*** Opening of Data for processing ***

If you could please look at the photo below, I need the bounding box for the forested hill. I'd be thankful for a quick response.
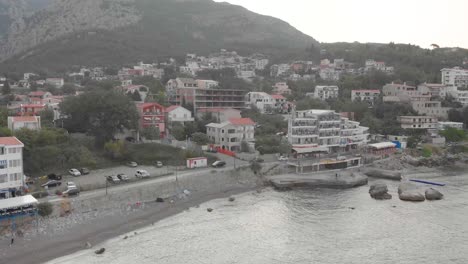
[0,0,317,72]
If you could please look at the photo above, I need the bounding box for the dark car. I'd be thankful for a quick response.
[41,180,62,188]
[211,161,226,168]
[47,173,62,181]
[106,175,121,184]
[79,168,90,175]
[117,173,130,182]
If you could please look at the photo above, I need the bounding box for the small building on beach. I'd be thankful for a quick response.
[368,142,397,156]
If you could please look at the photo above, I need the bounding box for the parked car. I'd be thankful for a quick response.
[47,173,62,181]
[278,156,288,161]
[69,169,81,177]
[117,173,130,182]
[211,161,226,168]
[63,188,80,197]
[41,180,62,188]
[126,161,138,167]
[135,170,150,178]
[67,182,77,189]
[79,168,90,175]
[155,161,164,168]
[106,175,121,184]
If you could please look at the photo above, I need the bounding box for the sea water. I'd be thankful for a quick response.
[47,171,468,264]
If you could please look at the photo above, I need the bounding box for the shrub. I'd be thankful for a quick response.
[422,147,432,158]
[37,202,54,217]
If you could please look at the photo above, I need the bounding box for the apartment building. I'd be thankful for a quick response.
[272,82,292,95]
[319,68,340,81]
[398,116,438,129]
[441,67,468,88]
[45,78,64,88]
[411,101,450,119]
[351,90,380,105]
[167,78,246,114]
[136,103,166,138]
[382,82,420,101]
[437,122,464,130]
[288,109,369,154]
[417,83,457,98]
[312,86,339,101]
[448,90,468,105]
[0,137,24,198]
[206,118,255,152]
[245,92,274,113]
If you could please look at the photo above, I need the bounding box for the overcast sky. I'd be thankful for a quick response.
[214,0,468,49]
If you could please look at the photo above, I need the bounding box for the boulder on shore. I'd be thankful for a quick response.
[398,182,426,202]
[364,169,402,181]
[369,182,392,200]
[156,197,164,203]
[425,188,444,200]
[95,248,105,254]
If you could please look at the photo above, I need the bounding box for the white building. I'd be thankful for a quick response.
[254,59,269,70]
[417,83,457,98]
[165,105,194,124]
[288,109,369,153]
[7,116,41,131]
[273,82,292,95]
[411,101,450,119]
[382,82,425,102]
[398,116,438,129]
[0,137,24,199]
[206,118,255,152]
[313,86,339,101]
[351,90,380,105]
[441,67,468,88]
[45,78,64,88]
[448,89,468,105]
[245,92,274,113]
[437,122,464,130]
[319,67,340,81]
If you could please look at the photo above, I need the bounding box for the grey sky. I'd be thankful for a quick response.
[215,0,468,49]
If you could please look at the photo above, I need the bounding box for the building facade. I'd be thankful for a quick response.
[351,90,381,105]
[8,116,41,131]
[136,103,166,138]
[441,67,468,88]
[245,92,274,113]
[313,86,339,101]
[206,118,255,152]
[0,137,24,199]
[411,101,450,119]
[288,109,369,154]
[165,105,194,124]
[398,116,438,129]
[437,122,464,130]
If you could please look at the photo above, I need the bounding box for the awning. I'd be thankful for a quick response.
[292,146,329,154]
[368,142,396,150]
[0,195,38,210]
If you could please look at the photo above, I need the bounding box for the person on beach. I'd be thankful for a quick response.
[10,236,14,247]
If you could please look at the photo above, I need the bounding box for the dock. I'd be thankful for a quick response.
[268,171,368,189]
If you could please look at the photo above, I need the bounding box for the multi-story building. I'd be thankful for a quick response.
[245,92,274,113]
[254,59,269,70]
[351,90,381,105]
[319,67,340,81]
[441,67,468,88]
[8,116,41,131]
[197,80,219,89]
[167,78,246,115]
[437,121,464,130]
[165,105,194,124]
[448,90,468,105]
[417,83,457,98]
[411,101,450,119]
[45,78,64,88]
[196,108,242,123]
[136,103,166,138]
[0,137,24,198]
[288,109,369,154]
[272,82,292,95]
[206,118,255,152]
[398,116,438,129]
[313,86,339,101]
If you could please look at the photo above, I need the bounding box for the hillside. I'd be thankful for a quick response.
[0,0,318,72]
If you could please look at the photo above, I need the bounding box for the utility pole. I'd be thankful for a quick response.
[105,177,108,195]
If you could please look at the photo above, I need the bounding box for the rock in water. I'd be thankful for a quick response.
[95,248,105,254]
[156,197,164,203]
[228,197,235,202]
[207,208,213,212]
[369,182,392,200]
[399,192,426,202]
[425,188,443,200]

*** Close of Data for processing ***

• [How to complete this task]:
Return each entry exactly as it appears above, but exclude the pictures.

• [Task solution]:
If you could please look at the photo below, I need the bounding box for the forested hill. I'd be thankful for a quick response.
[0,0,317,72]
If you could please look at the photo above, I need the bounding box for the dark car. I'd be thankful for a quick response.
[41,180,62,188]
[211,161,226,168]
[47,173,62,181]
[106,175,121,184]
[79,168,90,175]
[117,173,130,182]
If you could please look at the photo above, I need the bounding box for the small building on beach. I'd be thankful for a quick response.
[368,142,397,156]
If you could please look at the photo above, I need the bounding box for the parked car. I'd be thankful for a quick response.
[47,173,62,181]
[278,156,288,161]
[69,169,81,177]
[117,173,130,182]
[211,161,226,168]
[63,188,80,197]
[41,180,62,188]
[126,161,138,167]
[135,170,150,178]
[67,182,77,189]
[79,168,90,175]
[155,161,164,168]
[106,175,121,184]
If you could please look at the photo above, I need the bounding box for the sea water. I'd be thankful for a quick response.
[47,171,468,264]
If you could please look at the photo above, I need the bounding box for the shrub. I'd be thankful for a quick response.
[422,147,432,158]
[37,202,54,217]
If you could please look at the photo above, I need the bounding box for the apartment building. I'd be thankful for a quick response.
[272,82,292,95]
[319,68,340,81]
[398,116,438,129]
[441,67,468,88]
[45,78,64,88]
[411,101,450,119]
[351,90,380,105]
[167,78,246,114]
[136,103,166,138]
[382,82,420,101]
[437,122,464,130]
[288,109,369,154]
[417,83,457,98]
[312,86,339,101]
[448,90,468,105]
[0,137,24,198]
[206,118,255,152]
[245,92,274,113]
If you could please look at the photo above, I need the bounding box for the overcast sky. I'd be thankful for a quick response.
[214,0,468,49]
If you could please look at the photo above, I need the bounding box for the boulder on shore. I'd be thankful for a quick response.
[398,182,426,202]
[364,169,402,181]
[369,182,392,200]
[156,197,164,203]
[425,188,444,200]
[95,248,105,254]
If you could please look at the photo above, I need the bounding box for the white building. I'd be thankful for a quick response.
[254,59,269,70]
[417,83,457,98]
[165,105,194,124]
[288,109,369,153]
[7,116,41,131]
[273,82,292,95]
[411,101,450,119]
[382,82,425,102]
[398,116,438,129]
[0,137,24,199]
[206,118,255,152]
[313,86,339,101]
[351,90,380,105]
[441,67,468,88]
[45,78,64,88]
[448,89,468,105]
[245,92,274,113]
[437,122,464,130]
[319,67,340,81]
If you could please look at the photo above, I need the bounding box for the grey sky. I'd be thankful for a quick response.
[215,0,468,49]
If you could please look at the photo above, I need the bounding box for the building facade. I'd be thankful for a quick response.
[351,90,381,105]
[8,116,41,131]
[136,103,166,138]
[441,67,468,88]
[245,92,274,113]
[313,86,339,101]
[206,118,255,152]
[0,137,24,199]
[411,101,450,119]
[288,109,369,154]
[165,105,194,124]
[398,116,438,129]
[437,122,464,130]
If you could please look at the photo above, I need the bounding box for the awning. I'd be thankful for a quick response.
[292,146,329,154]
[368,142,396,150]
[0,195,38,210]
If you could please look at the photo above, I need the bounding box for the person on beach. I'd be thankful for a quick response.
[10,236,14,247]
If you could please look at the photo above, I need the bounding box for the dock. I'd be thankful for a quick response.
[268,171,368,189]
If you could please look at the photo above, I need the bounding box for the multi-story building. I'd be thankful for a quick response.
[245,92,274,113]
[254,59,269,70]
[351,90,381,105]
[319,67,340,81]
[441,67,468,88]
[8,116,41,131]
[197,80,219,89]
[167,78,246,115]
[437,121,464,130]
[165,105,194,124]
[448,90,468,105]
[417,83,457,98]
[411,101,450,119]
[45,78,64,88]
[196,108,242,123]
[136,103,166,138]
[0,137,24,198]
[288,109,369,154]
[272,82,292,95]
[206,118,255,152]
[398,116,438,129]
[313,86,339,101]
If you could please look at the photo above, I need the bounding box for the hillside. I'd be thankful for a quick response.
[0,0,318,72]
If you could please look at the photo above, I need the bounding box for the utility pole. I'd be thankful for a quick response.
[105,177,108,195]
If you could please look at the photo above, I need the bounding box for the rock in water. I'd be thankful for a quick response.
[95,248,105,254]
[156,197,164,203]
[228,197,235,202]
[207,208,213,212]
[369,182,392,200]
[399,192,426,202]
[425,188,443,200]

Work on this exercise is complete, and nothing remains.